- _Goal_: Print the part of the distracted-driver notebook that begins at the words "Let's start off" and stops after "import vgg16; reload(vgg16)", with nothing changed.

- _Supplied text_:
[START]

# State Farm Distracted Driver Detection - Simple VGG16

This shows plots in the web page itself - we always wants to use this when using jupyter notebook:

In [None]:
%matplotlib inline

Define path to data: (It's a good idea to put it in a subdirectory of your notebooks folder, and then exclude that directory from git control by adding it to .gitignore.)

In [None]:
#path = "data/"
path = "data/sample/"

A few basic libraries that we'll need for the initial exercises:

In [None]:
from __future__ import division,print_function

import os, json
from glob import glob
import numpy as np
np.set_printoptions(precision=4, linewidth=100)
from matplotlib import pyplot as plt

We have created a file most imaginatively called 'utils.py' to store any little convenience functions we'll want to use. We will discuss these as we use them.

In [None]:
import utils; reload(utils)
from utils import plots

# Use a pretrained VGG model with our **Vgg16** class

Our first step is simply to use a model that has been fully created for us, which can recognise a wide variety (1,000 categories) of images. We will use 'VGG', which won the 2014 Imagenet competition, and is a very simple model to create and understand. The VGG Imagenet team created both a larger, slower, slightly more accurate model (*VGG  19*) and a smaller, faster model (*VGG 16*). We will be using VGG 16 since the much slower performance of VGG19 is generally not worth the very minor improvement in accuracy.

We have created a python class, *Vgg16*, which makes using the VGG 16 model very straightforward. 

## Use Vgg16 for basic image recognition

Let's start off by using the *Vgg16* class to recognise the main imagenet category for each image.

We won't be able to enter the Distracted Driver competition with an Imagenet model alone, since 'talking on the phone ' and 'texting' are not categories in Imagenet. However, we can use it to see how well it can recognise the images, which is a good first step.

First, create a Vgg16 object:

In [None]:
# Import our class, and instantiate
import vgg16; reload(vgg16)
from vgg16 import Vgg16
vgg = Vgg16()

Vgg16 is built on top of *Keras* (which we will be learning much more about shortly!), a flexible, easy to use deep learning library that sits on top of Theano or Tensorflow. Keras reads groups of images and labels in *batches*, using a fixed directory structure, where images from each category for training must be placed in a separate folder.

Let's grab batches of data from our training folder:

In [None]:
batches = vgg.get_batches(path+'train', batch_size=4)

(BTW, when Keras refers to 'classes', it doesn't mean python classes - but rather it refers to the categories of the labels, such as 'pug', or 'tabby'.)

*Batches* is just a regular python iterator. Each iteration returns both the images themselves, as well as the labels.

Lets convert the bit-vector label into human-readable label, using Kaggle's data description page:

c0: safe driving
c1: texting - right
c2: talking on the phone - right
c3: texting - left
c4: talking on the phone - left
c5: operating the radio
c6: drinking
c7: reaching behind
c8: hair and makeup
c9: talking to passenger

In [None]:
def convertCategetoryIDToTextDescription(category_id):
    return {
        0: 'safe driving',
        1: 'texting - right',
        2: 'talking on the phone - right',
        3: 'texting - left',
        4: 'talking on the phone - left',
        5: 'operating the radio',
        6: 'drinking',
        7: 'reaching behind',
        8: 'hair and makeup',
        9: 'talking to passenger'
    }.get(category_id, 'unknown')

[END]

- _Listed records_:
[START]

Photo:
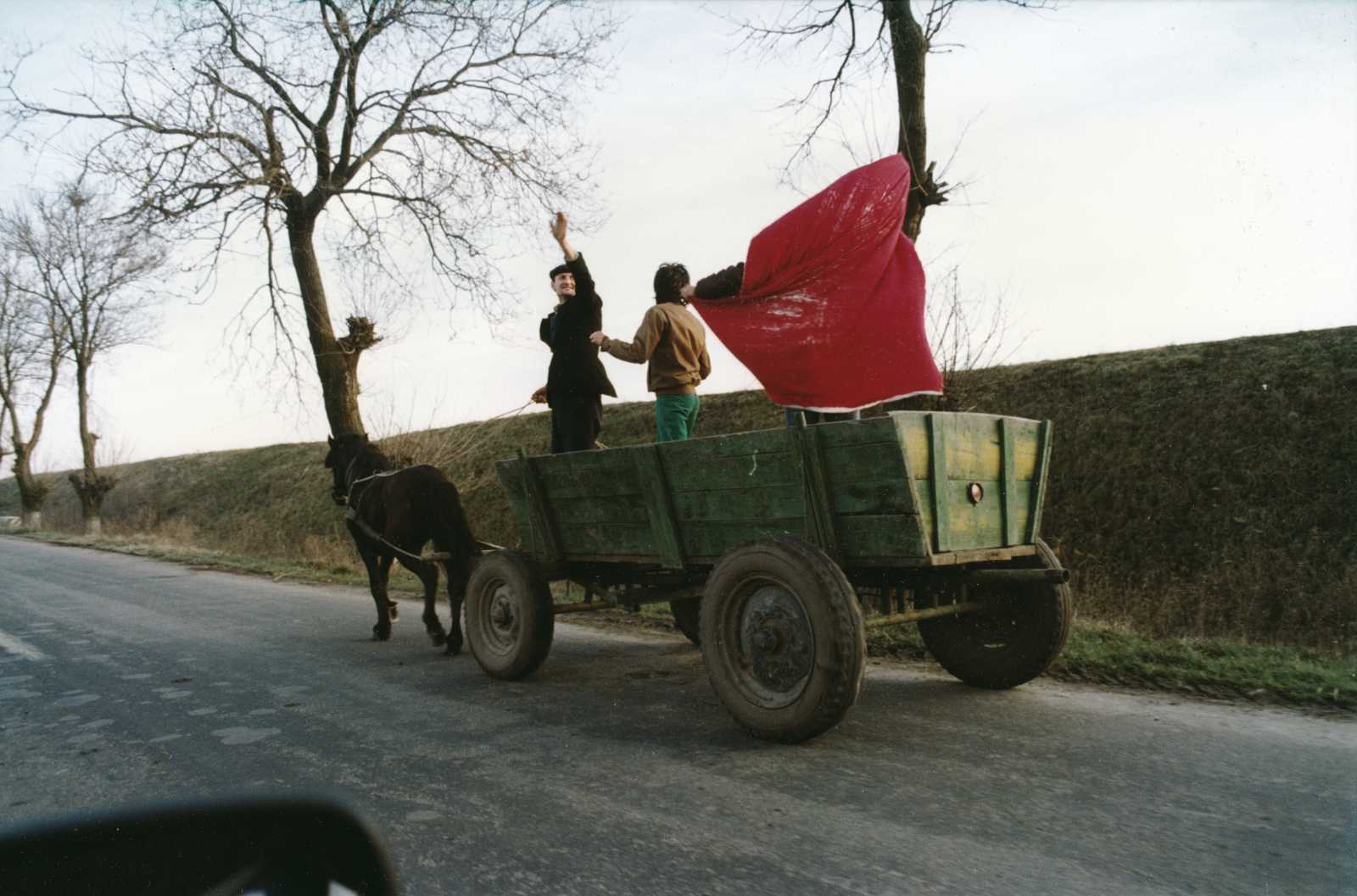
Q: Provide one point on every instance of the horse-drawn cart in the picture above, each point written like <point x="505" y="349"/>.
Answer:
<point x="773" y="534"/>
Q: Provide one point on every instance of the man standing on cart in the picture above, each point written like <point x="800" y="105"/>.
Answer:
<point x="576" y="380"/>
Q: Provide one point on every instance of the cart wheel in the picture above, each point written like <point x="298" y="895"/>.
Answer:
<point x="509" y="620"/>
<point x="782" y="638"/>
<point x="1010" y="643"/>
<point x="689" y="618"/>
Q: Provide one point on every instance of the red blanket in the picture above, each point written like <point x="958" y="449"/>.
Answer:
<point x="831" y="314"/>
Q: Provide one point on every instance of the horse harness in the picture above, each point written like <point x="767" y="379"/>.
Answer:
<point x="350" y="513"/>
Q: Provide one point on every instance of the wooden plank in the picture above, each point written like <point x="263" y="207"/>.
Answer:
<point x="746" y="504"/>
<point x="906" y="426"/>
<point x="540" y="524"/>
<point x="588" y="475"/>
<point x="881" y="536"/>
<point x="604" y="509"/>
<point x="1008" y="481"/>
<point x="974" y="443"/>
<point x="988" y="554"/>
<point x="718" y="446"/>
<point x="820" y="518"/>
<point x="979" y="525"/>
<point x="717" y="537"/>
<point x="938" y="481"/>
<point x="664" y="525"/>
<point x="1038" y="483"/>
<point x="610" y="538"/>
<point x="759" y="470"/>
<point x="879" y="497"/>
<point x="877" y="459"/>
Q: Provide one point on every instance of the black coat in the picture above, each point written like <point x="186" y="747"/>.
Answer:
<point x="576" y="369"/>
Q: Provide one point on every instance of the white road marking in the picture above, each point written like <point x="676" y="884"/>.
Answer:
<point x="10" y="644"/>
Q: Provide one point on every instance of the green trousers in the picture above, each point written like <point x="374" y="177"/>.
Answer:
<point x="676" y="416"/>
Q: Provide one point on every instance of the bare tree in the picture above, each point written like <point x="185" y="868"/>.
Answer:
<point x="967" y="337"/>
<point x="858" y="38"/>
<point x="33" y="346"/>
<point x="95" y="277"/>
<point x="427" y="124"/>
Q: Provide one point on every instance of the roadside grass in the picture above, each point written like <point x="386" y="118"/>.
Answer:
<point x="1214" y="669"/>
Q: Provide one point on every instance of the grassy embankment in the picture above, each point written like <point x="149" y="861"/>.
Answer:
<point x="1205" y="498"/>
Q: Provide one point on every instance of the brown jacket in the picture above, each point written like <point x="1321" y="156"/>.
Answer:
<point x="675" y="343"/>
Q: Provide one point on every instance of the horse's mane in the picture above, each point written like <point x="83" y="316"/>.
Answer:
<point x="368" y="456"/>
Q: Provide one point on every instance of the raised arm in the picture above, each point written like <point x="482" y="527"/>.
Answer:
<point x="576" y="262"/>
<point x="642" y="346"/>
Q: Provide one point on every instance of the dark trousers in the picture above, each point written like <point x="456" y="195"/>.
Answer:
<point x="576" y="420"/>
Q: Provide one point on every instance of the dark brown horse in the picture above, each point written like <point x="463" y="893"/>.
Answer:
<point x="393" y="514"/>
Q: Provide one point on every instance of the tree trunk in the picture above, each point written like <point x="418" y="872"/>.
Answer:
<point x="337" y="359"/>
<point x="909" y="49"/>
<point x="33" y="493"/>
<point x="90" y="486"/>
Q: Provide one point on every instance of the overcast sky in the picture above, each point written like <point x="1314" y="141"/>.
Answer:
<point x="1136" y="174"/>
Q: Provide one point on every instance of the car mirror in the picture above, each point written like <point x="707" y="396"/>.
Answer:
<point x="254" y="846"/>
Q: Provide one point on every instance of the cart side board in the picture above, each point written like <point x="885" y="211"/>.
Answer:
<point x="888" y="491"/>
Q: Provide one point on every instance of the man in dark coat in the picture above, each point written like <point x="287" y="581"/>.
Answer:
<point x="576" y="380"/>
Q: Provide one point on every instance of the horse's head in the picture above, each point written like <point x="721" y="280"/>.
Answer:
<point x="341" y="459"/>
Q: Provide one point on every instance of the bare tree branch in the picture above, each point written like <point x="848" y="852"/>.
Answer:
<point x="452" y="122"/>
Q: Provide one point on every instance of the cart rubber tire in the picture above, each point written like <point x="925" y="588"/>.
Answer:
<point x="782" y="638"/>
<point x="509" y="617"/>
<point x="689" y="618"/>
<point x="1011" y="644"/>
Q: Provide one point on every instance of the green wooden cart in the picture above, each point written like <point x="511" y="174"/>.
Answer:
<point x="763" y="541"/>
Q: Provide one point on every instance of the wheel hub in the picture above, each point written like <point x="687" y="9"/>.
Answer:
<point x="502" y="610"/>
<point x="777" y="644"/>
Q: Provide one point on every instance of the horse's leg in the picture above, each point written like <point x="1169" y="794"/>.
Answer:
<point x="384" y="570"/>
<point x="458" y="571"/>
<point x="427" y="574"/>
<point x="377" y="571"/>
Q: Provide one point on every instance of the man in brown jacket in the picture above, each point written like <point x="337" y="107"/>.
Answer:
<point x="675" y="343"/>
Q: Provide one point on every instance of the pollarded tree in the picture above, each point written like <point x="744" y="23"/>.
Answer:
<point x="97" y="278"/>
<point x="858" y="38"/>
<point x="421" y="124"/>
<point x="33" y="346"/>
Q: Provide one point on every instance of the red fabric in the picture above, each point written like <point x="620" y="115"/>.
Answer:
<point x="831" y="314"/>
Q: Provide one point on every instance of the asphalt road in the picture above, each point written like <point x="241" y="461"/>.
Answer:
<point x="615" y="771"/>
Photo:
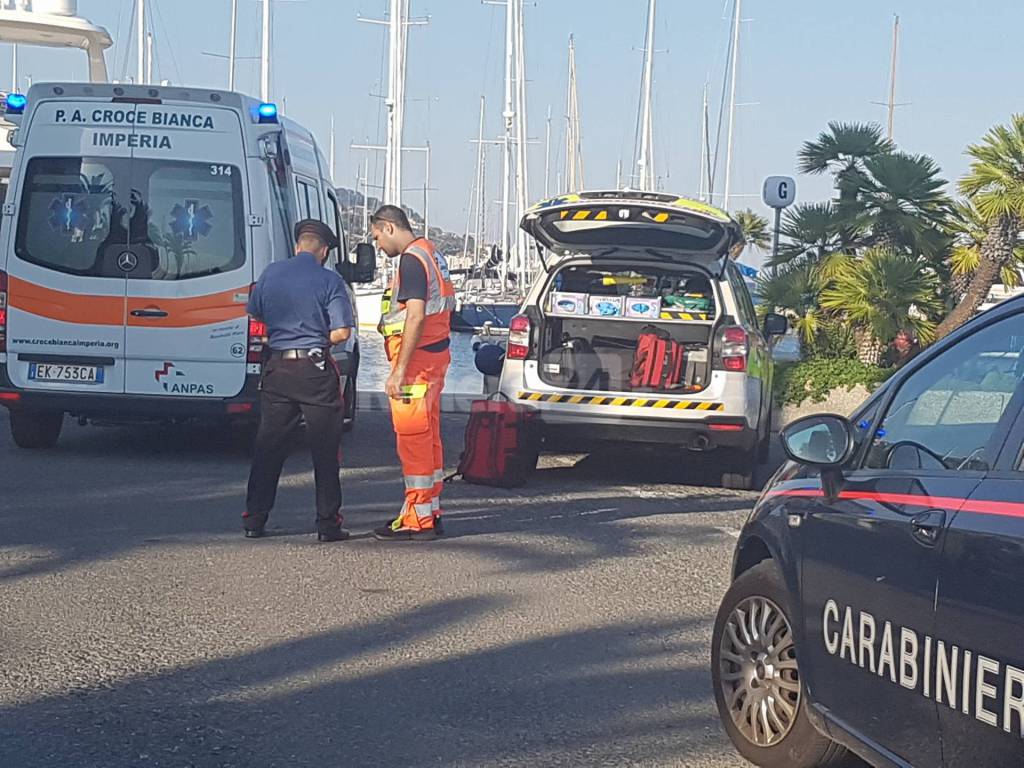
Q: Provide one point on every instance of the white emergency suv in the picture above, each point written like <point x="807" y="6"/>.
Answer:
<point x="136" y="221"/>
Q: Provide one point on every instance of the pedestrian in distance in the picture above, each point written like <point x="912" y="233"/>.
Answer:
<point x="306" y="309"/>
<point x="416" y="324"/>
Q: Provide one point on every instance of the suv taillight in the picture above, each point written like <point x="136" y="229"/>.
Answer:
<point x="518" y="346"/>
<point x="3" y="311"/>
<point x="257" y="339"/>
<point x="732" y="348"/>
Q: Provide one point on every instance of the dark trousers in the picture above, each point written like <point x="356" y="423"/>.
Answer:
<point x="292" y="389"/>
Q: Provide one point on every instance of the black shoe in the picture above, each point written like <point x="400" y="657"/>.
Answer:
<point x="386" y="534"/>
<point x="333" y="536"/>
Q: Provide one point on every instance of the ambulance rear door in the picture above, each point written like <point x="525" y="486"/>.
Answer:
<point x="67" y="239"/>
<point x="186" y="323"/>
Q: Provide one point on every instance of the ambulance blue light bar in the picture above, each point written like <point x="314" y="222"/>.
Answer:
<point x="15" y="103"/>
<point x="267" y="113"/>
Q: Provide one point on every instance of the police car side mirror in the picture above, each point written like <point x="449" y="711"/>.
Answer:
<point x="366" y="263"/>
<point x="823" y="440"/>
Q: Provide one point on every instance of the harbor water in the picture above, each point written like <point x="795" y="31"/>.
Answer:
<point x="463" y="378"/>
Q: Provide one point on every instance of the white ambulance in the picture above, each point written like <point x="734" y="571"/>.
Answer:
<point x="137" y="219"/>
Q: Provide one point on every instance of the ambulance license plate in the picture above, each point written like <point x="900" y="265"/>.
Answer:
<point x="60" y="372"/>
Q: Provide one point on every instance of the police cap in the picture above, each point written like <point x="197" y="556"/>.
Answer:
<point x="317" y="228"/>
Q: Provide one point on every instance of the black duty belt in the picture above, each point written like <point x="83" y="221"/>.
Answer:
<point x="296" y="354"/>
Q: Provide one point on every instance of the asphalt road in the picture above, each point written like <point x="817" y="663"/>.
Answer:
<point x="563" y="624"/>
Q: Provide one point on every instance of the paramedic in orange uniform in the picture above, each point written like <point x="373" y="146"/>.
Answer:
<point x="416" y="323"/>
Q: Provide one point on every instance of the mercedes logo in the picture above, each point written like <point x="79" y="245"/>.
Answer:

[END]

- _Solution to the problem_:
Let's start off by using the *Vgg16* class to recognise the main imagenet category for each image.

We won't be able to enter the Distracted Driver competition with an Imagenet model alone, since 'talking on the phone ' and 'texting' are not categories in Imagenet. However, we can use it to see how well it can recognise the images, which is a good first step.

First, create a Vgg16 object:

In [None]:
# Import our class, and instantiate
import vgg16; reload(vgg16)